[Stored data]

☆ ☆ ☆

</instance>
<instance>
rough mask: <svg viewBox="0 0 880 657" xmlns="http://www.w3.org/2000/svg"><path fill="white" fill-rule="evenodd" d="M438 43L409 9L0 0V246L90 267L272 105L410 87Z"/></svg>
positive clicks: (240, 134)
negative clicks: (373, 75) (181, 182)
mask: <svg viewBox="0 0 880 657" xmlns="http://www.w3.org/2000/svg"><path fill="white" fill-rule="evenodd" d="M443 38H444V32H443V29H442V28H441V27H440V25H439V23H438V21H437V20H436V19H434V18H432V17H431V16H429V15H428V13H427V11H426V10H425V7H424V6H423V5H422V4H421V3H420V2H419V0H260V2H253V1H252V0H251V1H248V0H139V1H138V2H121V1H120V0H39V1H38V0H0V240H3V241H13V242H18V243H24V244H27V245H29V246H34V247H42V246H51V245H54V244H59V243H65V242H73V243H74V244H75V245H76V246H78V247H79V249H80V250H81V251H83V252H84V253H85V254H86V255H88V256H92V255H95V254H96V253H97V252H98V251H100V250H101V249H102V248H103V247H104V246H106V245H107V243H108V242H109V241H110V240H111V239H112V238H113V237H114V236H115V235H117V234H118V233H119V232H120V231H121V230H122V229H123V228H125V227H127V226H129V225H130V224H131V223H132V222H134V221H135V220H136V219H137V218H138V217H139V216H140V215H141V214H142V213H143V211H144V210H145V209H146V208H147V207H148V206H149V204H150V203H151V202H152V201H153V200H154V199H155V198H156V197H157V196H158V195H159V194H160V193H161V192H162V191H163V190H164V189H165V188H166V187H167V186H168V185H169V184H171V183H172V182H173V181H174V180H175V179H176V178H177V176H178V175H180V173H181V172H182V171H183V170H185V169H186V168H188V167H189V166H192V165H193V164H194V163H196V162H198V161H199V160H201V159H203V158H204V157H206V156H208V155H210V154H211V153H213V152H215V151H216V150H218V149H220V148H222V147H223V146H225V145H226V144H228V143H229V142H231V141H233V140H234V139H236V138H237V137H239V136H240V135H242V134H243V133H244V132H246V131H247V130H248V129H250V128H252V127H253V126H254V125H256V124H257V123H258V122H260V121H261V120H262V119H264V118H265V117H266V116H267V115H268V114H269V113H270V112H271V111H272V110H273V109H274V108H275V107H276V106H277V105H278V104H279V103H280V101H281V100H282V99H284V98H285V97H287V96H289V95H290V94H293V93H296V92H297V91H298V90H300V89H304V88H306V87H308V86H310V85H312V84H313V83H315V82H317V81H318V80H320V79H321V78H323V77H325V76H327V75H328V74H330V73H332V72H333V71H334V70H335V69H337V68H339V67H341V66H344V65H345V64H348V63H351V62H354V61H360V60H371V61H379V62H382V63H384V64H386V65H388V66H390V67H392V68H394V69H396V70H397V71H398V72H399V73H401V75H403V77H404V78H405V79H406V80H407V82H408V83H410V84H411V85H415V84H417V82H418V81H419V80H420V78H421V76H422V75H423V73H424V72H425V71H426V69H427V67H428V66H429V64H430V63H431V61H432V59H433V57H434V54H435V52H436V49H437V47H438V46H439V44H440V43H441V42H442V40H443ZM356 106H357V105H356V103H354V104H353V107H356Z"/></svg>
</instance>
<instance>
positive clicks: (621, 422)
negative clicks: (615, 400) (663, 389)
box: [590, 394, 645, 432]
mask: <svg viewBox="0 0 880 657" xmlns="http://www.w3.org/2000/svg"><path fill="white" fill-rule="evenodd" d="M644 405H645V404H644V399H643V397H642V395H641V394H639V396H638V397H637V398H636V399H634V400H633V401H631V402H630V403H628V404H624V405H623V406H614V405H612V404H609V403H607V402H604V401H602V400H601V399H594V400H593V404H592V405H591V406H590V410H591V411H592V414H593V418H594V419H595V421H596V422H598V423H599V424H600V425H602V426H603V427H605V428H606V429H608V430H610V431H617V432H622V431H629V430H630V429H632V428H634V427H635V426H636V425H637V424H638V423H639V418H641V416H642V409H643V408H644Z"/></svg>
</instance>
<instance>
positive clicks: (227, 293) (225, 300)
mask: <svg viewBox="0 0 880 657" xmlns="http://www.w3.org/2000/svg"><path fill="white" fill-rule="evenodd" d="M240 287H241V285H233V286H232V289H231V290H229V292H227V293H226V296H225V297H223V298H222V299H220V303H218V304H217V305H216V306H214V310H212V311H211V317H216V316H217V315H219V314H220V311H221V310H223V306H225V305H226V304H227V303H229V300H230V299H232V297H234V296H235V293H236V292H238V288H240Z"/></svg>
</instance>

☆ ☆ ☆

## EXERCISE PROMPT
Reproduce every line of the records above without any changes.

## TASK ANSWER
</instance>
<instance>
rough mask: <svg viewBox="0 0 880 657" xmlns="http://www.w3.org/2000/svg"><path fill="white" fill-rule="evenodd" d="M438 43L409 9L0 0V246L90 267L272 105L410 87Z"/></svg>
positive clicks: (240, 134)
negative clicks: (373, 75) (181, 182)
mask: <svg viewBox="0 0 880 657" xmlns="http://www.w3.org/2000/svg"><path fill="white" fill-rule="evenodd" d="M443 38H444V32H443V29H442V28H441V27H440V25H439V23H438V21H437V20H436V19H434V18H432V17H431V16H429V15H428V13H427V11H426V10H425V7H424V6H423V5H422V4H421V3H420V2H419V0H260V2H253V1H252V0H251V1H248V0H139V1H138V2H121V1H120V0H39V1H38V0H0V240H3V241H13V242H18V243H24V244H27V245H29V246H34V247H42V246H51V245H54V244H59V243H65V242H73V243H74V244H75V245H76V246H78V247H79V249H80V250H81V251H83V252H84V253H85V254H86V255H88V256H92V255H95V254H96V253H97V252H98V251H100V250H101V249H102V248H103V247H104V246H106V245H107V243H108V242H109V241H110V240H111V239H112V238H113V237H114V236H115V235H117V234H118V233H119V232H120V231H121V230H122V229H123V228H125V227H127V226H129V225H130V224H131V223H132V222H134V221H135V220H136V219H137V218H138V217H139V216H140V215H141V214H142V213H143V211H144V210H145V209H146V208H147V207H148V206H149V204H150V203H151V202H152V201H153V200H154V199H155V198H156V197H157V196H158V195H159V194H160V193H161V192H162V191H163V190H164V189H165V188H166V187H167V186H168V185H169V184H171V183H172V182H173V181H174V180H175V179H176V178H177V176H178V175H180V173H181V172H182V171H183V170H185V169H186V168H188V167H189V166H192V165H193V164H194V163H196V162H198V161H199V160H201V159H203V158H204V157H206V156H208V155H210V154H211V153H213V152H215V151H216V150H218V149H220V148H222V147H223V146H225V145H226V144H228V143H229V142H231V141H233V140H234V139H236V138H237V137H239V136H240V135H242V134H243V133H244V132H246V131H247V130H248V129H250V128H252V127H253V126H254V125H256V124H257V123H258V122H260V121H261V120H262V119H264V118H265V117H266V116H267V115H268V114H269V113H270V112H271V111H272V110H273V109H274V108H275V107H276V106H277V105H278V104H279V103H280V101H281V100H282V99H284V98H285V97H287V96H289V95H290V94H293V93H296V92H297V91H298V90H300V89H304V88H306V87H308V86H310V85H312V84H313V83H315V82H317V81H318V80H320V79H321V78H323V77H325V76H327V75H328V74H330V73H332V72H333V71H334V70H335V69H337V68H339V67H341V66H344V65H345V64H348V63H351V62H354V61H360V60H371V61H379V62H382V63H384V64H386V65H388V66H390V67H392V68H394V69H396V70H397V71H398V72H399V73H401V75H403V77H404V78H405V79H406V80H407V82H408V83H410V84H411V85H415V84H417V82H418V81H419V80H420V78H421V76H422V75H423V73H424V72H425V71H426V69H427V67H428V66H429V64H430V63H431V61H432V59H433V57H434V54H435V52H436V49H437V47H438V46H439V44H440V43H441V42H442V40H443ZM356 106H357V105H356V103H354V104H353V107H356Z"/></svg>
</instance>
<instance>
positive clicks: (621, 422)
negative clicks: (615, 400) (663, 389)
box: [590, 394, 645, 432]
mask: <svg viewBox="0 0 880 657" xmlns="http://www.w3.org/2000/svg"><path fill="white" fill-rule="evenodd" d="M644 405H645V404H644V399H643V397H642V395H641V394H639V396H638V397H637V398H636V399H634V400H633V401H631V402H630V403H628V404H624V405H623V406H614V405H612V404H609V403H607V402H604V401H602V400H601V399H594V400H593V404H592V405H591V406H590V410H591V411H592V414H593V418H594V419H595V421H596V422H598V423H599V424H600V425H602V426H603V427H605V428H606V429H608V430H610V431H617V432H622V431H629V430H630V429H632V428H634V427H635V426H636V425H637V424H638V423H639V418H641V416H642V409H643V408H644Z"/></svg>
</instance>
<instance>
positive clicks: (227, 293) (225, 300)
mask: <svg viewBox="0 0 880 657" xmlns="http://www.w3.org/2000/svg"><path fill="white" fill-rule="evenodd" d="M240 287H241V285H233V286H232V289H231V290H229V292H227V293H226V296H225V297H223V298H222V299H220V303H218V304H217V305H216V306H214V310H212V311H211V317H216V316H217V315H219V314H220V311H221V310H223V306H225V305H226V304H227V303H229V300H230V299H232V297H234V296H235V293H236V292H238V288H240Z"/></svg>
</instance>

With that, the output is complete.